▶ _DATA SECTION_
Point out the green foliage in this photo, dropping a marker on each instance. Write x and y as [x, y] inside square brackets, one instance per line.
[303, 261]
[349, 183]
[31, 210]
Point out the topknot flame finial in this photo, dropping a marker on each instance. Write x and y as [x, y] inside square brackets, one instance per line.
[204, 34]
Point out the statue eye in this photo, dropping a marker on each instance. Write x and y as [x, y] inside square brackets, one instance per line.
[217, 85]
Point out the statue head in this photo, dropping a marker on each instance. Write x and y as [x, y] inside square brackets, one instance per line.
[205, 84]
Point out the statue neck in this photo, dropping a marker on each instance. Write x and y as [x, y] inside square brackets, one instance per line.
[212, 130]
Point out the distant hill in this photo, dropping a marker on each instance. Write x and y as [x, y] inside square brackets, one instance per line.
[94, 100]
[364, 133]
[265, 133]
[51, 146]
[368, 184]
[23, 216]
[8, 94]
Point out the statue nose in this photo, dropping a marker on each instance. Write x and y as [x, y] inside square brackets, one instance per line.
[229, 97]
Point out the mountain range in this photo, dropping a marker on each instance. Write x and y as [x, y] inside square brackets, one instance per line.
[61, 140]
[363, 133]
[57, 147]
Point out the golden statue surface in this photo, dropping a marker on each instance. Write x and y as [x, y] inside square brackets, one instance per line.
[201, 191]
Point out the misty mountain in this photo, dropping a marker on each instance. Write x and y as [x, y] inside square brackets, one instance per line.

▶ _YOUR INSTRUCTIONS_
Arrange every line of the records above as one numbered list, omitting any blank lines.

▶ _ANSWER TO THE PROBLEM_
1. Point out the green foliage in this photo, dropping a marker on each instance. Write x and y as [x, y] inside square brackets, one instance per line.
2. [303, 261]
3. [349, 183]
4. [31, 210]
5. Point out the topknot flame finial in this photo, dropping a marker on each instance. Write x and y as [x, y] inside square brackets, one instance per line.
6. [204, 34]
7. Point out the statue eye in this photo, dropping a marker on each instance. Write x and y as [x, y] inside square brackets, one instance per line.
8. [217, 85]
9. Point out the statue head in this photo, dropping a marker on each instance. Write x and y as [x, y] inside square brackets, one instance per line.
10. [205, 84]
11. Point out the statue neck in this photo, dropping a marker on each instance. Write x and y as [x, y] inside square brackets, one instance per line.
12. [212, 130]
13. Point out the distant hill in this photo, dropping a marker on each instance. Write x and y as [x, y] inside square brackets, one instance per line.
14. [94, 100]
15. [364, 133]
16. [265, 133]
17. [51, 146]
18. [368, 184]
19. [23, 216]
20. [8, 94]
21. Point out the statue nose in this photo, dropping a marker on each instance. Write x and y as [x, y] inside square brackets, one instance per line.
22. [229, 97]
23. Point out the mountain range in this photo, dropping a marker on each instance. Write x and y as [x, y] inside square brackets, one instance per line.
24. [61, 140]
25. [363, 133]
26. [57, 147]
27. Point out the golden statue surface in this photo, dropping a marker on each instance. Write x and y as [x, y] inside square brackets, one instance per line.
28. [201, 191]
29. Point out the misty mountain in this photo, dropping a marker on each instance. Write x and y as [x, y] inside square brackets, one instance per line.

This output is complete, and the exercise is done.